## WORK TO DO
Drop every picture, then transcribe the remaining data exactly.

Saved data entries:
BEGIN

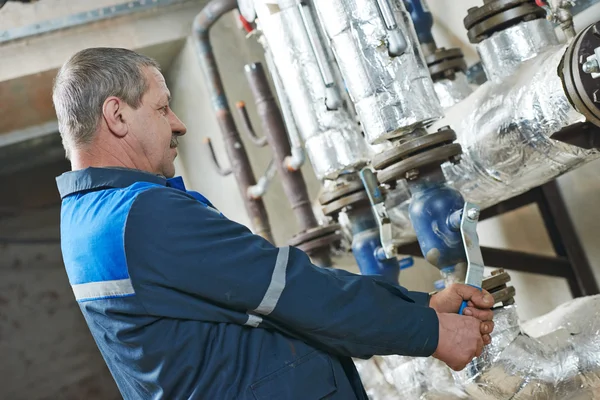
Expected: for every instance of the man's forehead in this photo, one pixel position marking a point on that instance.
(157, 79)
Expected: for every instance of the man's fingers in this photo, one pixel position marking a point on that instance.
(479, 347)
(486, 327)
(482, 315)
(483, 299)
(479, 298)
(487, 339)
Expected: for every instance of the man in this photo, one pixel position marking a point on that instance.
(186, 304)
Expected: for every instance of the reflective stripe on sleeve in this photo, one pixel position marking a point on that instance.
(102, 290)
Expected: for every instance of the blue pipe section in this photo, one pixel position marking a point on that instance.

END

## SOLUTION TO THIS EXERCISE
Expected: for every instance of the man's forehead in this photo, one pixel position marking a point on that instance.
(157, 79)
Expected: for every instance of the man's fingers in this photo, one pixel position marking a point on that instance.
(479, 347)
(486, 327)
(482, 315)
(483, 299)
(479, 298)
(487, 339)
Expected: for every instance of the man in this photo, one pixel position marking a point on that instance.
(186, 304)
Expected: for every instance of the reflective stripe on sleeve in this photo, one pixel position marking a point on that instance.
(102, 290)
Expected: for every instance of the blue pipe section in this photo, one pixel position marking a point on that instance.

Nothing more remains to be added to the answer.